------ Data lines

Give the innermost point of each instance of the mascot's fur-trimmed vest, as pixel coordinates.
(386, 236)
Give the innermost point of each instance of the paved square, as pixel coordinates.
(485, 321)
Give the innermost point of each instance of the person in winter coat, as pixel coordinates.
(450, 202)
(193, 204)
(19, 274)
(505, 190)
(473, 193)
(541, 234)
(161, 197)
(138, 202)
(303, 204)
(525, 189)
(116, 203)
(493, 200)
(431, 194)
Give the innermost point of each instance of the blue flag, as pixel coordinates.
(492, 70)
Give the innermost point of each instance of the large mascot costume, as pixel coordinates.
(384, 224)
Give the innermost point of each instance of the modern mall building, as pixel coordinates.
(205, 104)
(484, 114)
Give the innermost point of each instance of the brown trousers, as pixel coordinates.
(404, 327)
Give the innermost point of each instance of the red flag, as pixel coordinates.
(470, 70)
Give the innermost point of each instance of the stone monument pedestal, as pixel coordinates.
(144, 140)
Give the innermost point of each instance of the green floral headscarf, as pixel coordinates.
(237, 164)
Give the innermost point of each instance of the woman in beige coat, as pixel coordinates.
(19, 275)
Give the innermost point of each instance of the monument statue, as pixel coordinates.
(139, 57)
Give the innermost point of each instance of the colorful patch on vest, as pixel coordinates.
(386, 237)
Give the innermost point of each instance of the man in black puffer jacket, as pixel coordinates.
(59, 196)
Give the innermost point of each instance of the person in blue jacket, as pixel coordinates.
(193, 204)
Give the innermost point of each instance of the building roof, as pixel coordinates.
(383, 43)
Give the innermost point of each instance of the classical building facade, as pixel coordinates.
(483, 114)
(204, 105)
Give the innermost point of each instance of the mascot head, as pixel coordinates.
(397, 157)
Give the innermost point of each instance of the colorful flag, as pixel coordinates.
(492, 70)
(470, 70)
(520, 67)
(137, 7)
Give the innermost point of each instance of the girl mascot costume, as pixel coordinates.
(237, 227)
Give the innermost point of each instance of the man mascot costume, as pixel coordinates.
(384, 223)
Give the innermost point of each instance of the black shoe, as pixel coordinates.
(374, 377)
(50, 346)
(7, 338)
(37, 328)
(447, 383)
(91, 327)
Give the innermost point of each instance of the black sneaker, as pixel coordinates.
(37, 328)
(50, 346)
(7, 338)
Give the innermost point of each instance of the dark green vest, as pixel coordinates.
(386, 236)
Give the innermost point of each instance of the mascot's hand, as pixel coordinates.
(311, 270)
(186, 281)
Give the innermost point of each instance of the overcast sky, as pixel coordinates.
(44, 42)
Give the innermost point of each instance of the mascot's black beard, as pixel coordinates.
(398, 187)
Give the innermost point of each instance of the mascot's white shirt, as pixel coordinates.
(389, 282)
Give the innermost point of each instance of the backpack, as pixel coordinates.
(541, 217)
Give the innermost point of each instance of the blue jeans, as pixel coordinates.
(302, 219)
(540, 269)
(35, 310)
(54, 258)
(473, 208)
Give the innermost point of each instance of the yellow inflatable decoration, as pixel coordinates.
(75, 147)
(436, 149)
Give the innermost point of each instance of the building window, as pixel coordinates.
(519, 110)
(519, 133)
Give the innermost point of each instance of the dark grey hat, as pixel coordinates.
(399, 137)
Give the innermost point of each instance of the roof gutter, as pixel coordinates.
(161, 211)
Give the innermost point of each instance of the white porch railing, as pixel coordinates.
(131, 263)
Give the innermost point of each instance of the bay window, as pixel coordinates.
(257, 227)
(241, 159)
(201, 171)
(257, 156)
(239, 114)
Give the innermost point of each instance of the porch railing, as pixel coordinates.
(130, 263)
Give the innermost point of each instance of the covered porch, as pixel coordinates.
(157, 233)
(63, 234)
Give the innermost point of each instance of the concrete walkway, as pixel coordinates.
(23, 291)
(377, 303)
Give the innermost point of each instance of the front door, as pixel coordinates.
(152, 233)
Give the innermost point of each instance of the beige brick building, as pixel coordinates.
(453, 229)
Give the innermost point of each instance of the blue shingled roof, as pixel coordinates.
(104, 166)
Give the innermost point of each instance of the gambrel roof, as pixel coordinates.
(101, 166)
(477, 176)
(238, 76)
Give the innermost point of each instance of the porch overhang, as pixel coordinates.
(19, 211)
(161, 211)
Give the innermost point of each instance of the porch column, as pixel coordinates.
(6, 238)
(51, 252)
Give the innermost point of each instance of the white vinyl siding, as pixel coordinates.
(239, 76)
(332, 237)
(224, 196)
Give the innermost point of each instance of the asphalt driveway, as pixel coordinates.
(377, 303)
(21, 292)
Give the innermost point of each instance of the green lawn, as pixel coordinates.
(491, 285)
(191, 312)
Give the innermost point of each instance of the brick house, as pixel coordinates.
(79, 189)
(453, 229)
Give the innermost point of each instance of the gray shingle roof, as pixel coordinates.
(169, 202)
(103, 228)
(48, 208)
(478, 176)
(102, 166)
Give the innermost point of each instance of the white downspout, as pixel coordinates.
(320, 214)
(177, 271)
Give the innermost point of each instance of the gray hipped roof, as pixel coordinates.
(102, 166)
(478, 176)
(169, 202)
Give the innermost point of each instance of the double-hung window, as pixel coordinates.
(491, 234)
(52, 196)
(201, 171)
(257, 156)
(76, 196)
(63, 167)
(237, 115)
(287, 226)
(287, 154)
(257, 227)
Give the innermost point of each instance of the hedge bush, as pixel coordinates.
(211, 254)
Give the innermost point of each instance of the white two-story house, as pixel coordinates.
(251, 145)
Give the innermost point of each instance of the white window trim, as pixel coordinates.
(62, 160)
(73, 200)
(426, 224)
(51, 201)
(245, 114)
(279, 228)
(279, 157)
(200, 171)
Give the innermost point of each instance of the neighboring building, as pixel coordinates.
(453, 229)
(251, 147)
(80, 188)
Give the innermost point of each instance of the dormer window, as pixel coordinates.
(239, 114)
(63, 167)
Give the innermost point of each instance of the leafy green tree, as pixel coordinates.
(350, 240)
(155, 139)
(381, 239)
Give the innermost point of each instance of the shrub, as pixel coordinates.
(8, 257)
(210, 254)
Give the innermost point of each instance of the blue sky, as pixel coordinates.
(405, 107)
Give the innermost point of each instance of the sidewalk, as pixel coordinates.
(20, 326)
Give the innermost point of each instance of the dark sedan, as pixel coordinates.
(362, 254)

------------

→ Description of the task
Reproduce the final stretch of the data above: every line from the one holding "Give the innermost point of each instance of the asphalt" through the end, inclusive, exactly as written and nothing else.

→ Result of the task
Give the innermost point of each instance of the asphalt driveway, as pixel coordinates.
(377, 303)
(21, 292)
Give the innermost point of each instance of the green lawn, as pixel coordinates.
(491, 285)
(191, 312)
Give the innermost point of each instance of the brick house, as pixel coordinates.
(79, 189)
(453, 229)
Give the innermost point of each instance of the gray shingle roof, as pixel coordinates.
(169, 202)
(103, 228)
(48, 208)
(478, 176)
(102, 166)
Give the innermost point of each instance of the white downspout, as pixel coordinates.
(320, 214)
(177, 271)
Give the innermost point of each instance of the gray hipped roof, as pixel coordinates.
(102, 166)
(478, 176)
(169, 202)
Give the innermost point of each instance of the double-hung window, as pixel coordinates.
(491, 234)
(52, 196)
(201, 171)
(257, 156)
(76, 196)
(63, 167)
(237, 115)
(287, 226)
(287, 154)
(257, 227)
Give the innermost point of each instance of the hedge bush, as pixel coordinates.
(211, 254)
Give the innermost point of each instance of the white two-story house, as pixel coordinates.
(251, 145)
Give the innermost point of each instance of the white window trim, as pixel coordinates.
(62, 160)
(73, 200)
(426, 224)
(51, 201)
(245, 114)
(279, 228)
(279, 157)
(200, 171)
Give the innermost point of each instance of the neighboring building, as pixel coordinates.
(453, 229)
(251, 147)
(80, 188)
Give the innermost point of each instance of the dormer window, as pixel coordinates.
(239, 114)
(63, 167)
Give the innermost point of each instance of the leafy green tree, as pixel coordinates.
(350, 240)
(155, 139)
(381, 239)
Give the innermost point of each instance of the shrub, as pixel coordinates.
(8, 257)
(210, 254)
Give the innermost point of each instance of the blue sky, as pixel coordinates.
(405, 107)
Give the innermost point of each instance of the sidewalk, as pixel coordinates.
(20, 326)
Give the innermost point of each instance of the dark sedan, as pixel coordinates.
(362, 254)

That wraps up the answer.